• **YOUR TASK**:
What is the number of lines in the listing below that contain the string "tulle"? Give that number only.

++++++++++

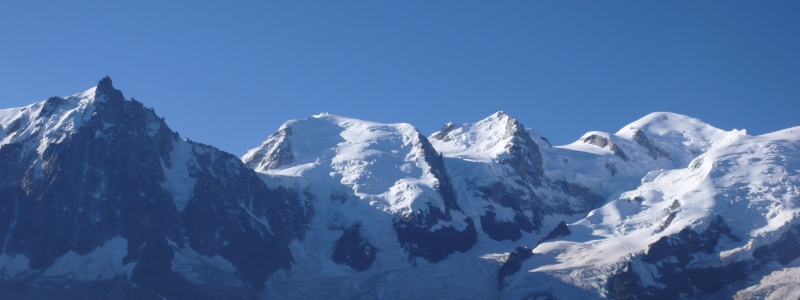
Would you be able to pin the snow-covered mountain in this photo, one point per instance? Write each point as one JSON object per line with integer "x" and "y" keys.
{"x": 100, "y": 199}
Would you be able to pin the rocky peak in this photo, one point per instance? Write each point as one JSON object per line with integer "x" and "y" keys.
{"x": 273, "y": 153}
{"x": 603, "y": 142}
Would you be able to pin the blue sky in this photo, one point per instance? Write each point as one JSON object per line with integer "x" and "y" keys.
{"x": 229, "y": 73}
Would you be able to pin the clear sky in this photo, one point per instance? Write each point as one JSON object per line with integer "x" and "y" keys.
{"x": 229, "y": 73}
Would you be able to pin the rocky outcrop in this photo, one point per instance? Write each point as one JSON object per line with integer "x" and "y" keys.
{"x": 275, "y": 152}
{"x": 416, "y": 233}
{"x": 106, "y": 179}
{"x": 679, "y": 275}
{"x": 602, "y": 142}
{"x": 352, "y": 250}
{"x": 512, "y": 265}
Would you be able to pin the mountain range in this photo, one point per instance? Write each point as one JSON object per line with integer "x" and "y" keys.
{"x": 101, "y": 199}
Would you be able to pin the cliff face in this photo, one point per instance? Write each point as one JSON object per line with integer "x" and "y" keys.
{"x": 96, "y": 174}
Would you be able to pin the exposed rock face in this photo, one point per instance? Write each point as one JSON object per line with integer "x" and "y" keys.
{"x": 655, "y": 152}
{"x": 416, "y": 231}
{"x": 602, "y": 142}
{"x": 351, "y": 249}
{"x": 109, "y": 175}
{"x": 513, "y": 264}
{"x": 442, "y": 133}
{"x": 276, "y": 148}
{"x": 513, "y": 185}
{"x": 526, "y": 159}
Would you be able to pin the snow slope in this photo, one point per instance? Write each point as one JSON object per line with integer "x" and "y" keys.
{"x": 751, "y": 182}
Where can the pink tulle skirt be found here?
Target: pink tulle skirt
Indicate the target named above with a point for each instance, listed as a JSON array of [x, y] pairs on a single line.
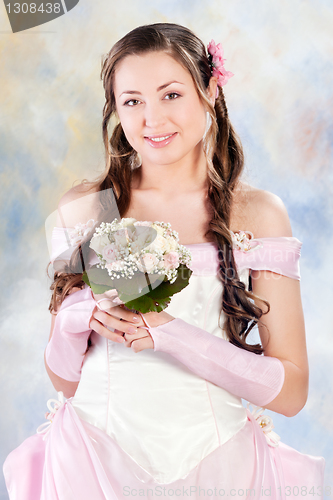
[[78, 461]]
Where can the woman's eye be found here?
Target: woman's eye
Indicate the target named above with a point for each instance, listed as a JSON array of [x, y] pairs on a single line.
[[172, 95], [131, 102]]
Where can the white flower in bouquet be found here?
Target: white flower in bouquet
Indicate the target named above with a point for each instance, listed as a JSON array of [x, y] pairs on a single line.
[[136, 258]]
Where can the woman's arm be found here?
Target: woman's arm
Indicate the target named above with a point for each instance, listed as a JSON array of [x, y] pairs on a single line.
[[282, 330], [60, 384]]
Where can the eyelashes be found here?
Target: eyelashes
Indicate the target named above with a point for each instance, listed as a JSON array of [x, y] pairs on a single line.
[[171, 96]]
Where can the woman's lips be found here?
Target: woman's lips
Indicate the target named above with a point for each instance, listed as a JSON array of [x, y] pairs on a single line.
[[159, 141]]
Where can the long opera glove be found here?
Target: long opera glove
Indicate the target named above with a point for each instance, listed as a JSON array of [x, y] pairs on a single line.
[[253, 377], [65, 352]]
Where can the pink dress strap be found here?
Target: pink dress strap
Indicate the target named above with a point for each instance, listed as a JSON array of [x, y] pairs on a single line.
[[279, 254]]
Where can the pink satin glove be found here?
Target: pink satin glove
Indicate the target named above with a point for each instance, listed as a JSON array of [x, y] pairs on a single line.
[[258, 379], [65, 352]]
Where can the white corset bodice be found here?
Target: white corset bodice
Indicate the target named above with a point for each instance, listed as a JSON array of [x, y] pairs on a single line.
[[159, 412]]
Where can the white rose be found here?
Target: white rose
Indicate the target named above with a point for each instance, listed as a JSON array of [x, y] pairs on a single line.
[[158, 229], [160, 244], [143, 237], [147, 263], [127, 221], [98, 242], [115, 266], [110, 253]]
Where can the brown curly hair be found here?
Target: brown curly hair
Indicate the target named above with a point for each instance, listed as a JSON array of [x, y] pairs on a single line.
[[224, 160]]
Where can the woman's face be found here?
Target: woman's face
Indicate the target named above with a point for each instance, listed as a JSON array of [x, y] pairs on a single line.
[[159, 108]]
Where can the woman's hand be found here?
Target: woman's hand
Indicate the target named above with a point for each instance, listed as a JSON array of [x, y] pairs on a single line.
[[127, 325]]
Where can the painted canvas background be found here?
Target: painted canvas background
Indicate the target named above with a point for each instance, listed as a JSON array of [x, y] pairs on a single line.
[[280, 102]]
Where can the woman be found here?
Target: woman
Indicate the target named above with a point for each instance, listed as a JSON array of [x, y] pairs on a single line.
[[162, 415]]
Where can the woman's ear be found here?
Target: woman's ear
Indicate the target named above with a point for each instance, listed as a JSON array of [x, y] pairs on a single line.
[[211, 89]]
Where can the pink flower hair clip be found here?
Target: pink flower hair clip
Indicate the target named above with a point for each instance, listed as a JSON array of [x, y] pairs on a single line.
[[216, 63]]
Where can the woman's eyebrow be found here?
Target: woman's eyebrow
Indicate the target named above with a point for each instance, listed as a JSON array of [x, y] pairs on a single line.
[[158, 89]]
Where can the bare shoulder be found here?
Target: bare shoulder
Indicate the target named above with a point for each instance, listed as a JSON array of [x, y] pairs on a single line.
[[79, 204], [259, 211]]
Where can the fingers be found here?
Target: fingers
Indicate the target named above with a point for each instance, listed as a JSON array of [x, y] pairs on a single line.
[[99, 328], [141, 344], [132, 340], [121, 312], [116, 323]]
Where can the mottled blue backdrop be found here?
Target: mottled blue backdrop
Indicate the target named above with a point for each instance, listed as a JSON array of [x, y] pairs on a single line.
[[280, 101]]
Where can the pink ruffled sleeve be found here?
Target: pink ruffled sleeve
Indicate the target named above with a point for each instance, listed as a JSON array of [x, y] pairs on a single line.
[[280, 255]]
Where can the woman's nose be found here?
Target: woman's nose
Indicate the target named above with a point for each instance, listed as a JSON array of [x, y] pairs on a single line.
[[154, 115]]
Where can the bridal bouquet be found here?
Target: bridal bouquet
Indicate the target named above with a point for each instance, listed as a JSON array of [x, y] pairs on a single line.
[[141, 260]]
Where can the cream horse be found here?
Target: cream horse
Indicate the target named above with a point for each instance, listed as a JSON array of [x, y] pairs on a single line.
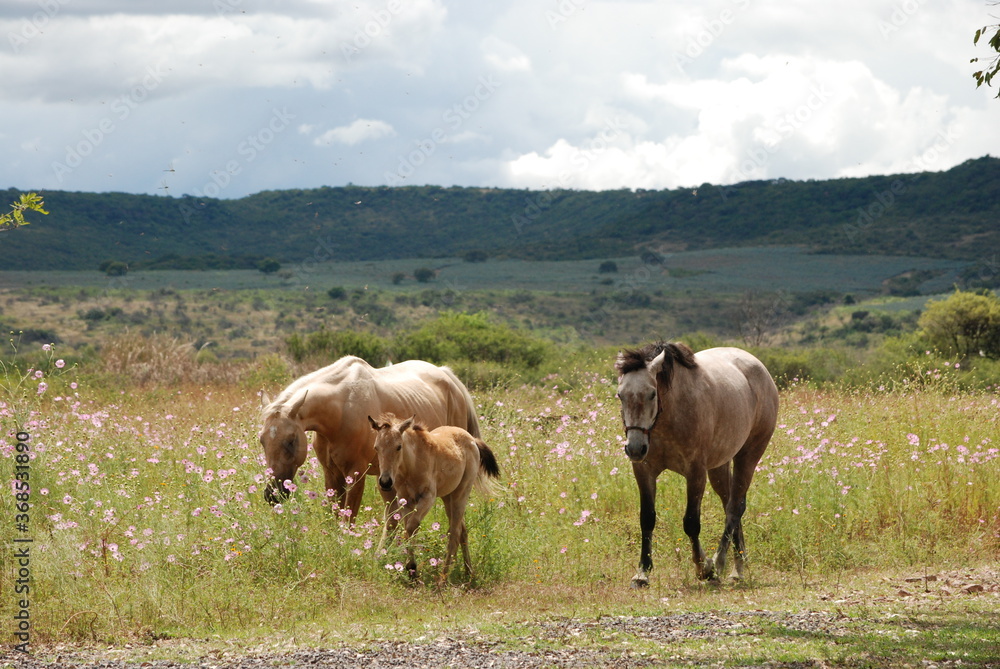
[[335, 402]]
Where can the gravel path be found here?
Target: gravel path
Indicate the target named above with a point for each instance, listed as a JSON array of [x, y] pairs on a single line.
[[607, 641], [552, 645]]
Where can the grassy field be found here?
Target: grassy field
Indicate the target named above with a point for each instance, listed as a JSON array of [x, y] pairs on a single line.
[[160, 488], [717, 270], [242, 314]]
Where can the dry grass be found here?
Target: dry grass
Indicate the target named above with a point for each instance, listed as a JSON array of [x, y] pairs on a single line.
[[162, 360]]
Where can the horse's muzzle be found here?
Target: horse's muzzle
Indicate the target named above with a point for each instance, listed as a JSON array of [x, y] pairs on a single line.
[[275, 493]]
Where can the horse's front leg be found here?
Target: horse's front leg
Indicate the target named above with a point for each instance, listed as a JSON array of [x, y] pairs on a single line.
[[355, 488], [391, 519], [705, 569], [333, 476], [646, 480]]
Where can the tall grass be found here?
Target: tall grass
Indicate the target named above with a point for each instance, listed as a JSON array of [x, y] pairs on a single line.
[[148, 517]]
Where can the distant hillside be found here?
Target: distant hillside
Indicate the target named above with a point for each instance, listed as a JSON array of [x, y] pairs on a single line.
[[951, 214]]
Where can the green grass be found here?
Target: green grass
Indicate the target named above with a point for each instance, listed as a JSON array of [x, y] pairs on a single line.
[[162, 488]]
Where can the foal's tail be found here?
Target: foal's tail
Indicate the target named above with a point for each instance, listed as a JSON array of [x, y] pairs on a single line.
[[487, 461], [488, 467]]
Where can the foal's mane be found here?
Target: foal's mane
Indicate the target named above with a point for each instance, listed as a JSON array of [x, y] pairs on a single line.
[[390, 418], [634, 359]]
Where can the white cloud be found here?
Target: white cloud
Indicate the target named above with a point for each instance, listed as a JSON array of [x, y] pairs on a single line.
[[361, 130], [717, 91]]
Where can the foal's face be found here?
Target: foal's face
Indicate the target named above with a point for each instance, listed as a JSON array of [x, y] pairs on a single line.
[[389, 449], [285, 448], [640, 400]]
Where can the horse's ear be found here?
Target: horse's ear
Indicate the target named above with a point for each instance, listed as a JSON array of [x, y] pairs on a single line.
[[294, 411], [655, 365]]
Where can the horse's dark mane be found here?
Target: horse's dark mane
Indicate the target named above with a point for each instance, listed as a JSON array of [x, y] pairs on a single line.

++++++++++

• **EXERCISE OUTPUT**:
2